[Source records]
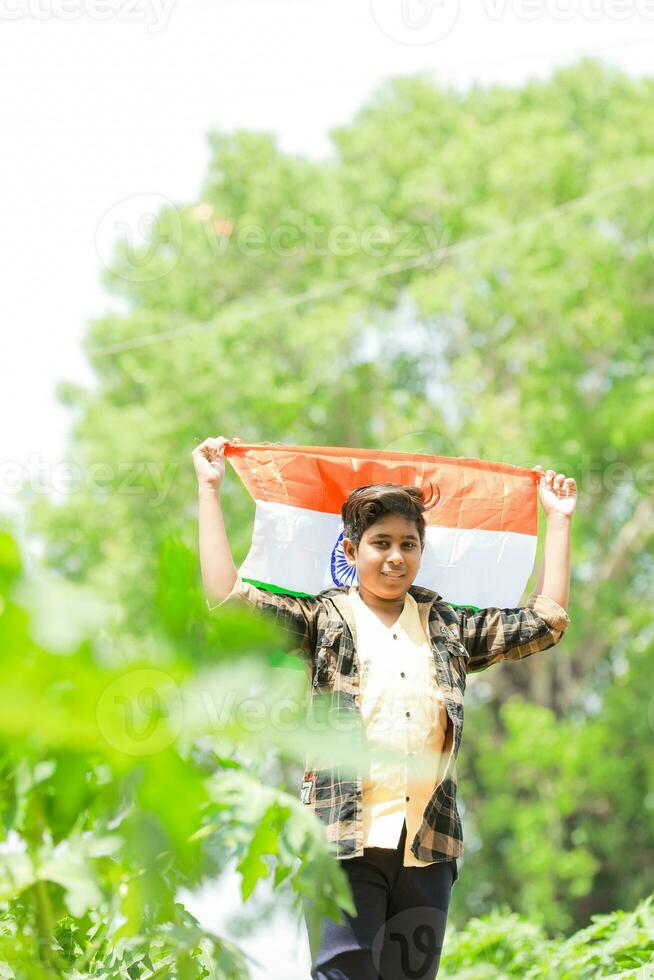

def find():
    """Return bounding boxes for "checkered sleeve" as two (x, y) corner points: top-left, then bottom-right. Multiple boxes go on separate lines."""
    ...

(207, 578), (320, 665)
(454, 592), (571, 674)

* PROBLEM REQUIREMENTS
Would you repeat, exactly and with nothing added, every line from the line containing "bounding boxes for" through the last line of the records above?

* EXERCISE ANSWER
    """Return bounding boxes for "checkered sleeve" as two (x, y) corner points: top-left, then bottom-right. Multiple boxes go on separate lines."""
    ...

(207, 578), (320, 665)
(454, 592), (571, 674)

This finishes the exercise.